#### Exercise description
When the word "before" shows up in a line of the data below, copy that whole line.
**** Given entries
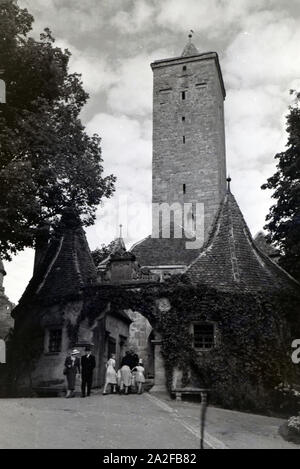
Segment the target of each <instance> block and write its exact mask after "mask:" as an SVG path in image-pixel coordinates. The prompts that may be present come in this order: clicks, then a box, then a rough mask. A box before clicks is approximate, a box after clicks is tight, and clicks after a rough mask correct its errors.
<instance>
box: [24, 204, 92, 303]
mask: <svg viewBox="0 0 300 469" xmlns="http://www.w3.org/2000/svg"><path fill="white" fill-rule="evenodd" d="M96 279H97V273H96V268H95V265H94V262H93V259H92V256H91V252H90V249H89V246H88V243H87V240H86V236H85V232H84V230H83V228H82V225H81V221H80V218H79V216H78V215H76V213H75V212H74V211H73V210H72V209H66V210H65V212H64V214H63V216H62V219H61V222H60V224H59V226H58V229H57V230H56V233H55V235H54V237H53V239H52V241H51V242H50V244H49V247H48V250H47V252H46V255H45V258H44V260H43V261H42V262H41V264H40V265H39V266H38V269H37V271H36V272H35V273H34V275H33V277H32V279H31V280H30V282H29V284H28V287H27V288H26V290H25V292H24V294H23V296H22V298H21V300H20V303H19V304H20V305H22V304H24V303H30V302H31V301H36V300H37V301H42V302H46V303H48V302H50V303H55V302H59V301H61V300H62V299H64V298H66V297H71V296H73V295H78V294H79V293H80V292H81V291H82V289H83V287H85V286H87V285H90V284H92V283H95V282H96Z"/></svg>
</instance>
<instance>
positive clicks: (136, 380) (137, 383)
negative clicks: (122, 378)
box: [134, 360, 146, 394]
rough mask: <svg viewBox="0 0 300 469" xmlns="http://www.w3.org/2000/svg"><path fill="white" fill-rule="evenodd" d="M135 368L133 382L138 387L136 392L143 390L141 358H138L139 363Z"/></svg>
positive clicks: (143, 383)
mask: <svg viewBox="0 0 300 469" xmlns="http://www.w3.org/2000/svg"><path fill="white" fill-rule="evenodd" d="M134 370H135V372H136V373H135V382H136V384H137V387H138V394H142V392H143V384H144V383H145V381H146V380H145V368H144V365H143V360H139V364H138V365H137V366H136V367H135V368H134Z"/></svg>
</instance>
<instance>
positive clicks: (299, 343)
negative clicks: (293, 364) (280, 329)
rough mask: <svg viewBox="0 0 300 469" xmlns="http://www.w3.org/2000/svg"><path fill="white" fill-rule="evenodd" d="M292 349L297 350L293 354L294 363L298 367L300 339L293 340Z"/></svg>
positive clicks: (299, 352) (299, 353)
mask: <svg viewBox="0 0 300 469" xmlns="http://www.w3.org/2000/svg"><path fill="white" fill-rule="evenodd" d="M292 348H295V349H296V350H294V352H293V353H292V357H291V358H292V362H293V363H295V365H298V363H300V339H295V340H293V342H292Z"/></svg>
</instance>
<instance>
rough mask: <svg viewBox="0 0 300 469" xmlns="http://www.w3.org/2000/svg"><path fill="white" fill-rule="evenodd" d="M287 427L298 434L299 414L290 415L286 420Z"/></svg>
mask: <svg viewBox="0 0 300 469" xmlns="http://www.w3.org/2000/svg"><path fill="white" fill-rule="evenodd" d="M288 428H289V430H292V431H293V432H294V433H295V434H296V435H299V436H300V416H294V417H290V418H289V420H288Z"/></svg>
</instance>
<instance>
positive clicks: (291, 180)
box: [262, 91, 300, 280]
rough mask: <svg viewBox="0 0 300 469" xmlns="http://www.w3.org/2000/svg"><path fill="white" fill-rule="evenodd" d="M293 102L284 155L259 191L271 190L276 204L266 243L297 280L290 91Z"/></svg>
mask: <svg viewBox="0 0 300 469" xmlns="http://www.w3.org/2000/svg"><path fill="white" fill-rule="evenodd" d="M291 93H292V94H293V95H294V97H295V102H294V104H293V105H292V106H290V108H289V114H288V116H287V129H286V130H287V132H288V142H287V149H286V151H284V152H281V153H278V154H277V155H275V159H276V160H277V166H276V168H277V171H276V173H275V174H274V175H273V176H272V177H270V178H269V179H268V181H267V183H266V184H264V185H263V186H262V189H271V190H273V191H274V192H273V194H272V197H273V198H274V199H275V200H276V203H275V204H274V205H273V206H272V207H271V208H270V212H269V214H268V215H267V217H266V220H267V221H268V223H267V224H266V226H265V228H266V229H267V230H268V235H269V240H270V241H271V242H273V243H275V245H277V246H278V247H279V248H280V250H281V252H282V258H281V259H280V261H279V262H280V265H281V266H282V267H283V268H285V269H286V270H287V271H288V272H290V274H292V275H293V276H294V277H295V278H296V279H298V280H299V279H300V107H299V100H300V93H297V92H295V91H291Z"/></svg>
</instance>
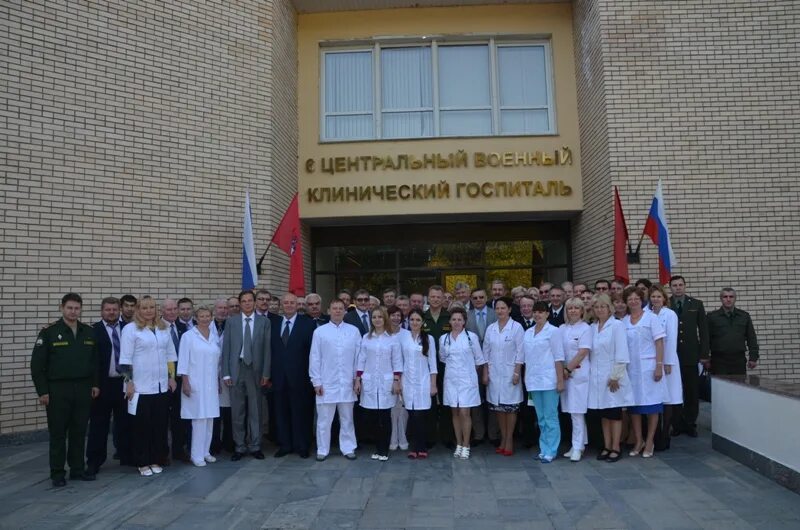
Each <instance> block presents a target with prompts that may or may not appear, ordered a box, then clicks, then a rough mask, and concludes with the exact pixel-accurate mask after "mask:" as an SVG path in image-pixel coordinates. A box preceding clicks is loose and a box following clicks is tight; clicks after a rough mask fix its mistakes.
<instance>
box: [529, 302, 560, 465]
mask: <svg viewBox="0 0 800 530" xmlns="http://www.w3.org/2000/svg"><path fill="white" fill-rule="evenodd" d="M548 316H550V308H549V307H548V305H547V302H536V303H535V304H533V320H534V322H536V324H534V325H533V326H531V327H529V328H528V329H527V331H525V337H524V339H523V343H522V351H523V354H524V358H525V388H527V389H528V399H529V400H530V401H532V402H533V406H534V408H535V409H536V417H537V419H538V421H539V456H538V457H537V458H538V459H539V461H541V462H542V463H543V464H547V463H550V462H552V461H553V460H554V459H555V458H556V453H557V452H558V444H559V443H560V442H561V426H560V425H559V423H558V394H559V393H561V392H562V391H563V390H564V353H563V348H561V347H560V346H559V343H558V341H559V340H560V339H559V332H558V328H556V327H555V326H553V325H552V324H550V323H549V322H548V321H547V317H548Z"/></svg>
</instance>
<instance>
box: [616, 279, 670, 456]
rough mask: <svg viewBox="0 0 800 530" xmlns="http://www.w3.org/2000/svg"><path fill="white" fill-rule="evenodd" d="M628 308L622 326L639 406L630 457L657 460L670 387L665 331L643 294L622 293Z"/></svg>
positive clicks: (631, 423) (631, 415)
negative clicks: (639, 453)
mask: <svg viewBox="0 0 800 530" xmlns="http://www.w3.org/2000/svg"><path fill="white" fill-rule="evenodd" d="M622 297H623V298H624V299H625V303H626V304H628V311H629V314H628V316H626V317H625V318H624V319H623V320H622V322H623V323H624V324H625V332H626V336H627V338H628V353H629V354H630V357H631V362H630V364H629V365H628V376H629V377H630V379H631V385H632V387H633V401H634V403H635V406H633V407H631V408H629V409H628V412H629V413H630V416H631V425H632V426H633V434H634V437H635V439H636V442H635V445H634V447H633V450H631V452H630V453H629V454H630V456H637V455H638V454H639V453H642V457H644V458H650V457H652V456H653V451H654V439H655V433H656V428H657V427H658V415H659V414H661V412H663V410H664V402H665V401H666V400H667V399H668V397H667V385H666V381H665V380H664V337H665V336H666V333H665V332H664V327H663V326H662V325H661V322H659V321H658V317H657V316H656V315H654V314H653V313H652V311H645V310H644V309H643V307H642V297H643V295H642V291H639V290H638V289H637V288H636V287H628V288H626V289H625V291H624V292H623V293H622ZM643 414H644V415H647V439H646V440H643V438H642V419H641V415H643Z"/></svg>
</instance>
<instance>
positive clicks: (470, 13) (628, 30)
mask: <svg viewBox="0 0 800 530" xmlns="http://www.w3.org/2000/svg"><path fill="white" fill-rule="evenodd" d="M0 21H2V24H3V26H4V28H5V29H6V35H7V37H6V38H5V39H3V40H2V41H0V42H2V44H1V45H2V47H3V58H4V59H3V61H4V63H5V64H4V67H5V68H4V69H3V70H2V72H0V79H2V83H3V92H2V98H3V108H2V113H0V120H2V125H3V134H4V142H3V144H2V145H3V147H2V152H3V155H4V156H3V167H2V176H3V178H2V182H0V189H2V194H1V195H0V197H1V200H2V208H3V232H2V247H1V248H2V258H0V259H2V265H3V268H2V275H0V294H1V295H2V298H3V300H4V304H3V310H2V326H1V327H0V344H1V345H2V346H0V347H1V348H2V355H1V356H0V434H1V435H4V434H12V433H20V432H24V431H31V430H36V429H40V428H42V427H44V425H45V418H44V411H43V410H42V409H41V407H39V406H38V405H37V401H36V396H35V393H34V391H33V386H32V384H31V382H30V376H29V369H28V360H29V355H30V351H31V348H32V345H33V342H34V340H35V336H36V332H37V330H38V329H39V328H40V327H41V326H42V325H44V324H46V323H48V322H50V321H52V320H53V319H55V318H56V317H57V316H58V311H57V304H58V301H59V299H60V296H61V294H63V293H64V292H66V291H77V292H80V293H81V294H82V295H83V296H84V300H85V302H84V319H85V320H87V321H93V320H95V319H96V318H97V317H98V315H99V302H100V300H101V299H102V298H103V297H105V296H109V295H117V296H119V295H121V294H124V293H127V292H131V293H133V294H135V295H137V296H139V295H144V294H151V295H153V296H156V297H159V298H164V297H176V296H184V295H187V296H190V297H191V298H193V299H195V301H197V302H201V301H202V302H208V301H211V300H213V299H215V298H217V297H219V296H226V295H230V294H233V293H235V292H236V291H238V287H239V279H240V256H241V243H240V241H241V215H242V203H243V197H244V192H245V190H249V191H250V194H251V202H252V210H253V221H254V232H255V237H256V241H257V242H260V243H257V244H256V247H257V249H256V250H257V251H259V252H260V251H263V250H264V248H265V247H266V241H268V240H269V238H270V236H271V234H272V232H273V230H274V229H275V227H276V225H277V223H278V221H279V220H280V217H281V215H282V213H283V211H284V210H285V208H286V207H287V205H288V204H289V201H290V200H291V197H292V196H293V195H294V193H296V192H297V193H299V194H300V195H299V196H300V214H301V218H302V220H303V224H304V230H305V234H306V236H307V242H306V243H307V244H306V245H304V249H305V250H306V253H307V256H306V257H307V259H306V265H307V268H308V271H307V275H306V278H307V280H308V288H309V289H316V290H318V291H319V292H321V293H322V294H323V297H324V298H328V297H330V296H331V295H332V294H333V293H334V292H335V290H336V289H338V288H341V287H352V286H356V285H367V286H369V287H372V288H379V287H384V286H387V285H397V286H399V287H400V288H401V289H402V290H405V291H408V290H411V289H416V288H420V287H423V286H427V285H430V284H431V283H443V284H445V285H448V286H449V285H450V284H452V283H454V282H455V281H458V280H467V281H469V282H471V283H474V284H481V283H484V282H487V281H489V280H490V279H492V278H494V277H503V278H506V279H508V280H509V281H511V282H512V283H515V284H516V283H536V282H538V281H540V280H541V279H543V278H546V279H550V280H562V279H567V278H571V279H575V280H581V281H593V280H594V279H596V278H601V277H610V276H611V274H612V252H611V250H612V242H613V203H612V193H613V192H612V190H613V186H617V187H618V188H619V191H620V194H621V197H622V202H623V205H624V208H625V213H626V216H627V220H628V227H629V230H630V232H631V237H632V239H634V241H633V243H634V244H635V243H636V241H637V240H638V236H639V234H641V230H642V227H643V225H644V219H645V217H646V215H647V210H648V208H649V203H650V200H651V198H652V194H653V192H654V190H655V185H656V181H657V180H658V179H659V178H660V179H661V180H662V183H663V186H664V193H665V201H666V204H667V215H668V216H669V221H670V228H671V236H672V243H673V248H674V250H675V253H676V255H677V259H678V265H677V267H676V271H677V272H680V273H681V274H683V275H684V276H686V278H687V281H688V285H689V291H690V292H691V294H693V295H694V296H697V297H699V298H701V299H703V300H704V301H705V302H706V307H707V308H708V309H713V308H715V307H716V306H717V294H718V292H719V289H720V288H721V287H723V286H728V285H730V286H733V287H735V288H736V289H737V290H738V291H739V305H740V306H741V307H742V308H744V309H746V310H748V311H750V312H751V314H752V315H753V318H754V321H755V325H756V329H757V332H758V333H759V338H760V342H761V347H762V354H763V359H762V362H761V363H760V365H759V369H758V372H759V373H761V374H763V375H765V376H771V377H778V378H782V379H797V378H800V356H798V354H797V348H798V345H800V331H798V327H797V326H795V325H794V322H793V319H792V315H793V311H792V308H793V306H794V304H793V302H792V299H793V297H792V296H791V295H790V293H789V289H788V287H789V286H791V285H793V284H795V283H797V280H798V276H799V275H798V272H797V265H798V261H799V260H800V241H798V237H797V236H796V235H795V234H796V230H797V227H798V226H800V213H798V208H797V205H798V204H800V175H798V170H797V167H798V163H800V150H799V149H798V135H797V132H798V125H799V124H798V118H797V112H796V109H797V107H798V103H800V101H798V94H800V59H798V55H797V53H796V46H794V42H795V40H796V39H795V36H796V34H797V31H798V27H799V26H800V6H798V5H797V3H796V2H793V1H791V0H784V1H770V2H761V1H757V0H736V1H728V0H689V1H687V2H680V3H672V2H653V1H644V0H575V1H572V2H568V1H565V2H552V3H547V2H535V1H531V2H519V3H506V2H492V1H488V0H484V1H469V0H462V1H457V0H452V1H451V0H439V1H436V0H433V1H416V2H407V1H401V0H383V1H378V2H367V1H366V0H336V1H333V2H312V1H308V0H295V1H290V0H268V1H241V2H235V3H234V2H225V1H209V2H203V3H194V2H184V3H163V2H155V1H146V0H135V1H126V2H122V1H109V2H104V3H94V2H67V1H53V2H51V1H48V2H44V1H34V2H24V3H17V4H11V5H7V6H5V7H4V8H3V9H0ZM287 270H288V260H287V259H286V258H285V256H282V255H281V254H280V253H278V252H274V251H270V252H269V253H268V254H267V257H266V259H265V267H264V271H265V274H263V275H262V277H261V284H262V285H263V286H265V287H267V288H269V289H271V290H273V291H276V292H280V291H281V290H282V289H285V286H286V275H287ZM631 273H632V276H633V277H635V278H638V277H650V278H653V277H655V276H656V275H657V268H656V257H655V251H654V249H653V248H652V245H649V244H648V243H647V242H645V243H644V244H643V245H642V262H641V264H639V265H634V266H632V270H631Z"/></svg>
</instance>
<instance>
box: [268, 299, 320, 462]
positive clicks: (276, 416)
mask: <svg viewBox="0 0 800 530" xmlns="http://www.w3.org/2000/svg"><path fill="white" fill-rule="evenodd" d="M281 306H282V307H283V317H282V318H280V319H275V320H273V321H272V333H271V335H272V338H271V350H272V374H271V375H272V399H273V400H274V401H275V427H276V431H277V432H276V435H277V441H278V446H279V448H278V451H277V452H276V453H275V455H274V456H275V458H281V457H283V456H286V455H288V454H289V453H292V452H294V453H297V454H298V456H300V458H308V455H309V450H310V449H311V432H312V429H313V422H314V387H312V386H311V380H310V379H309V377H308V357H309V354H310V353H311V338H312V336H313V335H314V330H315V329H316V326H315V324H314V322H313V321H312V319H311V318H310V317H308V316H305V315H300V314H298V313H297V297H296V296H295V295H293V294H292V293H286V294H285V295H283V297H282V298H281Z"/></svg>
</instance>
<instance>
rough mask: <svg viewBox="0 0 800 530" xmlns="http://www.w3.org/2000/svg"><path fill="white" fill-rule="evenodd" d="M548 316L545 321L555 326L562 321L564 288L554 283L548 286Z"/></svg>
mask: <svg viewBox="0 0 800 530" xmlns="http://www.w3.org/2000/svg"><path fill="white" fill-rule="evenodd" d="M549 296H550V316H549V317H547V321H548V322H550V324H552V325H553V326H555V327H558V326H560V325H561V324H563V323H564V317H565V315H564V289H562V288H561V287H558V286H557V285H554V286H553V287H551V288H550V295H549Z"/></svg>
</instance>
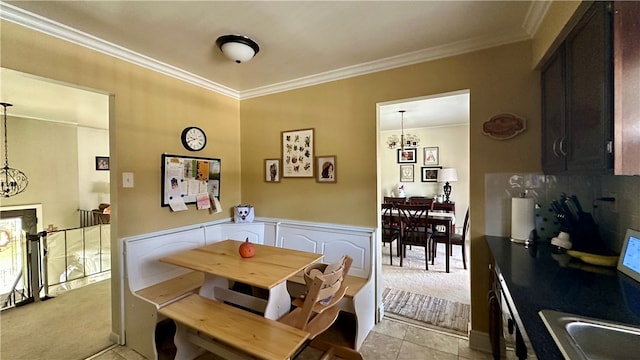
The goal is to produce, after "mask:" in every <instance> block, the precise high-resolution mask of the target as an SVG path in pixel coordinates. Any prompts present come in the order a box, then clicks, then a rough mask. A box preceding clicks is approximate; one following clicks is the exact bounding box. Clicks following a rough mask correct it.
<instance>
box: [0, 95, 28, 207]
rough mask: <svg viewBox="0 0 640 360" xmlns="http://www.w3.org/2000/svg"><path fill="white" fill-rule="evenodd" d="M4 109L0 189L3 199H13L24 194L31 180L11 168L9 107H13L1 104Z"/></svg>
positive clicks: (6, 104)
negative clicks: (25, 190) (9, 126)
mask: <svg viewBox="0 0 640 360" xmlns="http://www.w3.org/2000/svg"><path fill="white" fill-rule="evenodd" d="M0 105H2V106H3V107H4V167H3V168H2V170H0V187H1V188H2V196H3V197H11V196H14V195H18V194H20V193H21V192H23V191H24V190H25V189H26V188H27V185H29V179H28V178H27V175H25V174H24V173H23V172H22V171H20V170H18V169H13V168H10V167H9V147H8V146H7V107H9V106H13V105H12V104H9V103H4V102H0Z"/></svg>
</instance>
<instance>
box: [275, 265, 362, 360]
mask: <svg viewBox="0 0 640 360" xmlns="http://www.w3.org/2000/svg"><path fill="white" fill-rule="evenodd" d="M352 261H353V259H352V258H351V257H349V256H344V257H343V258H342V259H341V260H340V264H339V266H338V267H337V268H336V269H335V270H333V271H331V272H330V273H328V274H325V273H324V272H325V269H326V268H327V266H331V265H326V264H314V265H312V266H310V267H308V268H307V269H305V271H304V273H305V282H306V283H307V289H308V292H307V293H306V294H305V295H302V296H301V297H299V298H296V299H294V300H293V302H292V304H293V306H295V307H296V308H295V309H294V310H293V311H291V312H290V313H288V314H285V315H284V316H283V317H281V318H280V319H278V321H279V322H282V323H284V324H287V325H289V326H293V327H295V328H298V329H301V330H304V331H307V332H309V334H310V336H309V340H308V341H307V344H306V345H308V346H311V347H314V348H318V349H321V350H325V353H324V354H323V356H322V358H321V359H330V358H331V356H333V355H334V354H335V355H337V356H339V357H340V358H343V359H357V360H364V358H363V357H362V354H360V353H359V352H357V351H356V350H354V349H351V348H348V347H346V346H341V345H335V344H330V343H327V342H325V341H322V340H320V339H318V338H317V337H318V335H320V334H322V333H323V332H324V331H326V330H327V329H328V328H329V327H330V326H331V325H332V324H333V323H334V322H335V321H336V319H337V318H338V315H339V313H340V308H339V307H338V306H336V304H338V302H340V300H342V298H343V297H344V296H345V293H346V292H347V285H346V282H345V281H344V278H345V277H346V276H347V274H348V273H349V268H350V267H351V263H352ZM304 348H305V346H303V347H302V348H301V349H300V351H299V352H298V354H299V353H300V352H301V351H302V350H303V349H304ZM298 354H296V355H298Z"/></svg>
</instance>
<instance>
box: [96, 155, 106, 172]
mask: <svg viewBox="0 0 640 360" xmlns="http://www.w3.org/2000/svg"><path fill="white" fill-rule="evenodd" d="M96 170H100V171H102V170H104V171H109V157H108V156H96Z"/></svg>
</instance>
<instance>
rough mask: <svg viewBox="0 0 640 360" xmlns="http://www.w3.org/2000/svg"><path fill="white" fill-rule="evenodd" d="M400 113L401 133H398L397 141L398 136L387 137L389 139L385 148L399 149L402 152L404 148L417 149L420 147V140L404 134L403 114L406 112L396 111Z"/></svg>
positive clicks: (404, 110) (417, 136)
mask: <svg viewBox="0 0 640 360" xmlns="http://www.w3.org/2000/svg"><path fill="white" fill-rule="evenodd" d="M398 112H399V113H400V119H401V120H400V121H401V123H400V126H401V133H400V138H399V139H398V135H391V136H389V138H388V139H387V146H389V149H395V148H397V147H400V149H402V150H404V148H405V146H406V147H418V146H420V138H419V137H418V136H417V135H412V134H407V135H405V134H404V113H405V112H406V110H399V111H398Z"/></svg>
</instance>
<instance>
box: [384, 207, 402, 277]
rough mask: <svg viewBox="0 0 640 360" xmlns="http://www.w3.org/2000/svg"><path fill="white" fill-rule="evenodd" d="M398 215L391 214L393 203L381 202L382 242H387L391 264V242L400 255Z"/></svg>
mask: <svg viewBox="0 0 640 360" xmlns="http://www.w3.org/2000/svg"><path fill="white" fill-rule="evenodd" d="M399 218H400V215H394V214H393V204H382V220H381V223H382V243H383V244H389V264H390V265H393V245H392V244H393V242H394V241H395V242H396V247H397V250H396V254H398V256H400V220H399Z"/></svg>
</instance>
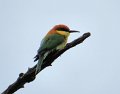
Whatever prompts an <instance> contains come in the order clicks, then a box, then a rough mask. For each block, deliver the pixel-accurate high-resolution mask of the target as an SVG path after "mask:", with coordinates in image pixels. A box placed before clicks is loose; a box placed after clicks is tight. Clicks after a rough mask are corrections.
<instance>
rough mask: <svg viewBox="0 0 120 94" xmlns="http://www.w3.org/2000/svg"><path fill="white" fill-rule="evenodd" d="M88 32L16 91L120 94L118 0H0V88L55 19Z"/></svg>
mask: <svg viewBox="0 0 120 94" xmlns="http://www.w3.org/2000/svg"><path fill="white" fill-rule="evenodd" d="M61 23H62V24H66V25H68V26H69V27H70V28H71V29H75V30H80V31H81V33H80V34H72V35H71V36H70V37H69V42H70V41H72V40H74V39H75V38H77V37H79V36H81V35H82V34H83V33H85V32H91V34H92V35H91V37H89V38H88V39H86V40H85V41H84V42H83V43H82V44H80V45H78V46H76V47H75V48H72V49H70V50H69V51H67V52H66V53H64V54H63V55H62V56H61V57H59V58H58V59H57V60H55V62H54V63H53V66H52V67H49V68H46V69H45V70H44V71H42V72H41V73H40V74H39V75H38V76H37V78H36V80H35V81H33V82H32V83H29V84H26V85H25V88H24V89H20V90H19V91H17V92H16V93H15V94H35V93H36V94H38V93H40V94H48V93H49V94H120V50H119V48H120V43H119V40H120V1H119V0H59V1H58V0H0V45H1V46H0V56H1V57H0V63H1V66H0V74H1V77H0V92H2V91H3V90H5V89H6V88H7V86H8V85H10V84H11V83H13V82H14V81H15V80H16V79H17V77H18V74H19V73H20V72H26V71H27V69H28V67H32V66H33V65H35V64H36V63H37V62H36V63H34V62H33V57H34V56H35V54H36V51H37V49H38V48H39V44H40V41H41V39H42V38H43V36H45V34H46V33H47V32H48V30H49V29H51V28H52V27H53V26H54V25H56V24H61Z"/></svg>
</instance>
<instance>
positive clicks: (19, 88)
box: [2, 32, 90, 94]
mask: <svg viewBox="0 0 120 94" xmlns="http://www.w3.org/2000/svg"><path fill="white" fill-rule="evenodd" d="M89 36H90V33H89V32H88V33H84V34H83V35H82V36H81V37H79V38H77V39H76V40H74V41H72V42H71V43H68V44H67V45H66V47H65V48H64V49H63V50H60V51H57V52H52V53H50V54H49V55H48V57H46V60H45V61H44V65H42V67H41V71H42V70H43V69H44V68H46V67H48V66H51V64H52V62H53V61H54V60H55V59H57V58H58V57H59V56H60V55H61V54H63V53H64V52H65V51H67V50H68V49H70V48H72V47H74V46H76V45H78V44H80V43H82V42H83V41H84V40H85V39H86V38H88V37H89ZM35 68H36V65H35V66H33V67H32V68H28V71H27V72H26V73H20V74H19V77H18V79H17V80H16V81H15V82H14V83H13V84H11V85H9V87H8V88H7V89H6V90H5V91H4V92H3V93H2V94H13V93H14V92H16V91H17V90H19V89H20V88H24V85H25V84H26V83H29V82H32V81H33V80H35V78H36V75H35Z"/></svg>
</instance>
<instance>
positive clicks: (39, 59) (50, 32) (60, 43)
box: [34, 24, 79, 74]
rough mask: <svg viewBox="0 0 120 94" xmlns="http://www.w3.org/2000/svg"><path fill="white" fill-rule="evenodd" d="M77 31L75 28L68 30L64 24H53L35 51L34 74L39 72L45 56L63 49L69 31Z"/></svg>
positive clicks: (34, 61) (41, 65) (45, 56)
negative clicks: (55, 24)
mask: <svg viewBox="0 0 120 94" xmlns="http://www.w3.org/2000/svg"><path fill="white" fill-rule="evenodd" d="M74 32H79V31H76V30H70V29H69V27H68V26H66V25H64V24H58V25H55V26H54V27H53V28H52V29H51V30H50V31H49V32H48V33H47V34H46V36H45V37H44V38H43V39H42V41H41V43H40V47H39V49H38V51H37V55H36V56H35V57H34V58H35V60H34V62H35V61H37V60H38V63H37V66H36V70H35V74H37V73H39V72H40V70H41V66H42V65H43V64H44V62H43V61H44V60H45V58H46V57H47V56H48V54H50V53H51V52H53V51H58V50H62V49H64V47H65V46H66V44H67V40H68V37H69V35H70V33H74Z"/></svg>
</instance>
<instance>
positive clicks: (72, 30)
mask: <svg viewBox="0 0 120 94" xmlns="http://www.w3.org/2000/svg"><path fill="white" fill-rule="evenodd" d="M68 32H69V33H80V31H76V30H69V31H68Z"/></svg>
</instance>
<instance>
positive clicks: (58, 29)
********
#### Answer below
Segment the target of each <instance> block and write its exact mask after "mask:" as an SVG path in image-pixel coordinates. The prompts that may be present come in this order: clicks, then a box, then a rough mask. A box before clicks is approximate, a box after clicks is tight, and clicks after a rough mask correct its errors.
Whatever prompts an <instance> contains come in the order clicks, then a box, then a rough mask. For each block, deliver the pixel-accurate high-resolution mask of the target as an SVG path after "mask:", with coordinates in image pixels. A box placed before clicks is loose; a box placed after clicks is tight. Clicks after a rough mask are corrections.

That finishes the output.